● The exercise
Give every entry again, unchanged, and leave its images out.

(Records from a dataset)
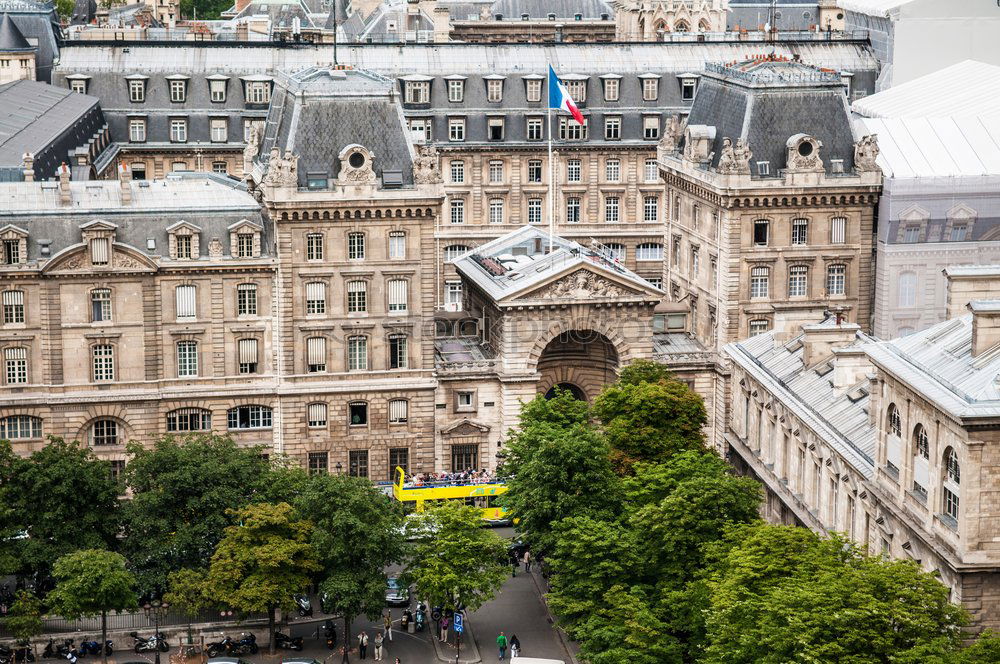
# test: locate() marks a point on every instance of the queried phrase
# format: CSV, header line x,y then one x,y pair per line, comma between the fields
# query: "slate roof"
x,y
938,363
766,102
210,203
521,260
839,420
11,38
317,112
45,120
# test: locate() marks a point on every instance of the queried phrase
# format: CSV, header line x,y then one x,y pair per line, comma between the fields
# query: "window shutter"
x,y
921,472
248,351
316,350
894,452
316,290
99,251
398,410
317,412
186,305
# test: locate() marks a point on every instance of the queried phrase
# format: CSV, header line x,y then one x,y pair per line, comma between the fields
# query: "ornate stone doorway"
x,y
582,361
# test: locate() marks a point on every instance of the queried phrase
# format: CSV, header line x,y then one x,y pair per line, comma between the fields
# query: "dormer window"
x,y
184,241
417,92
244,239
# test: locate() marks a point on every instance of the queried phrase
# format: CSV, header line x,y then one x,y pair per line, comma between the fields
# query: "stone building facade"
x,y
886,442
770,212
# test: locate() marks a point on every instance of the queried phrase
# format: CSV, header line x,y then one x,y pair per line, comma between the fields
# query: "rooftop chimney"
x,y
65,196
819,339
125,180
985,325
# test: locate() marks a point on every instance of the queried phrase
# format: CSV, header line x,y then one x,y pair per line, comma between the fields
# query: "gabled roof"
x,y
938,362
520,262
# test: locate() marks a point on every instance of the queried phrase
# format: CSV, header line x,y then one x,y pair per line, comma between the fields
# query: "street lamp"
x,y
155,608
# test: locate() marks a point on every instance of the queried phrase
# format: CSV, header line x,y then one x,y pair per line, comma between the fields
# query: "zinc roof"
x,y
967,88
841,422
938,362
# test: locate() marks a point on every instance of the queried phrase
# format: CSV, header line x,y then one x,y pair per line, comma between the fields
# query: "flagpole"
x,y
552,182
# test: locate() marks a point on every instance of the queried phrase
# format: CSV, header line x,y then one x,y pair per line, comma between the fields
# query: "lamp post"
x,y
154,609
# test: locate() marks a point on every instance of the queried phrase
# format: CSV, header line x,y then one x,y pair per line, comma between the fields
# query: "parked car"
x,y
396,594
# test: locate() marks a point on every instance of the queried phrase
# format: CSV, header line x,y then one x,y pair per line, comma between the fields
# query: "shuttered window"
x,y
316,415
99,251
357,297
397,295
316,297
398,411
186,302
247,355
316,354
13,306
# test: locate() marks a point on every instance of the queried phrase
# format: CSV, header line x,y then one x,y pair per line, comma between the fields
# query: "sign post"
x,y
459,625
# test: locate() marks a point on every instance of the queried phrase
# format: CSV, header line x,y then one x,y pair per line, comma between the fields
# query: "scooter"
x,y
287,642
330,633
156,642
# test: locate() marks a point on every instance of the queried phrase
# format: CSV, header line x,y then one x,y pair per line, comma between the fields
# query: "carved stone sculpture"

● Answer to this task
# test: locate() marks a point on every instance of the queried phrase
# format: CSV, header line x,y then one x,y pair per line, comma between the fields
# query: "slate roof"
x,y
938,363
766,102
210,203
521,260
839,420
11,38
317,112
45,120
# test: locate() marks a point on every instance of the queried phrase
# format: CSV, header line x,y then one x,y pair per line, comma between the fields
# query: "window shutter"
x,y
921,472
248,351
316,350
894,452
316,290
99,251
398,410
317,412
186,305
# test: locate() marks a point on every instance of the queried phrase
# format: CSV, header line x,y then one x,y pair per line, comma between the fields
# query: "ornate stone doorway"
x,y
582,361
# test: locate() marks a point on every instance of the queried phrase
# format: CSV, header line x,y then one x,y pair per line, comma between the fields
# query: "dormer window"
x,y
184,241
417,92
244,239
# test: locate() marks a point on every instance of the queried phrase
# format: CSV, header line x,y then one x,y pair per line, comma between the fields
# query: "stone building facade"
x,y
886,442
770,212
# test: locate() marks a point on every instance of the queried phrase
# format: CSV, header line x,y then one x,y pair per line, comma between the fields
# query: "rooftop chimney"
x,y
65,196
819,339
125,180
985,325
# test: locate() marks a point on every instance of the queried phrase
# format: CSV, header line x,y then one x,y pair per line, comma between the fields
# query: "gabled roof"
x,y
938,362
520,262
# test: locate() marks a point on every instance of the queried phrase
# format: CSV, header line x,y then one x,y pair per line, comma between the fields
# query: "street lamp"
x,y
155,608
# test: locate() marks a point on every instance of the queried phrase
# format: CSV, header line x,y then one x,y pair per line, comma between the fields
# query: "zinc roof"
x,y
967,88
841,422
938,362
# test: locate() marks a point on every instance of the queried phrase
# format: CSV, header line x,y then one x,y pair per line, comma between the fields
# query: "flagpole"
x,y
552,182
# test: locate() marks a point on every instance of the queried phrase
# format: CSV, header line x,y then one x,y pair per line, comma between the fields
# query: "lamp post"
x,y
154,609
# test: locate() marks a point on every instance of the queried phrase
# format: CSV, header line x,y then one x,y pair per line, comma between the fields
# query: "parked car"
x,y
396,594
# test: locate() marks a point on every instance of the queried phrase
# format: CSV, header line x,y then one x,y pair per line, comma between the fields
# query: "shuttered window"
x,y
316,415
99,251
357,297
397,295
316,297
398,411
186,302
247,355
316,354
13,306
# test: locate() marks a point on every instance of the queried phrase
# format: CSV, header line x,y then one x,y pair per line, comma between the fields
# query: "sign post"
x,y
459,625
# test: locate() marks a point on every instance of the queried phrase
# format: CSV, header line x,y then one x,y pair per line, comma between the fields
# query: "scooter"
x,y
287,642
330,633
156,642
# test: locate() marks a point on every instance of the queried phrase
# format: CSV, header line x,y then one x,y pair per line, comma between the fields
# query: "carved stone sculpture"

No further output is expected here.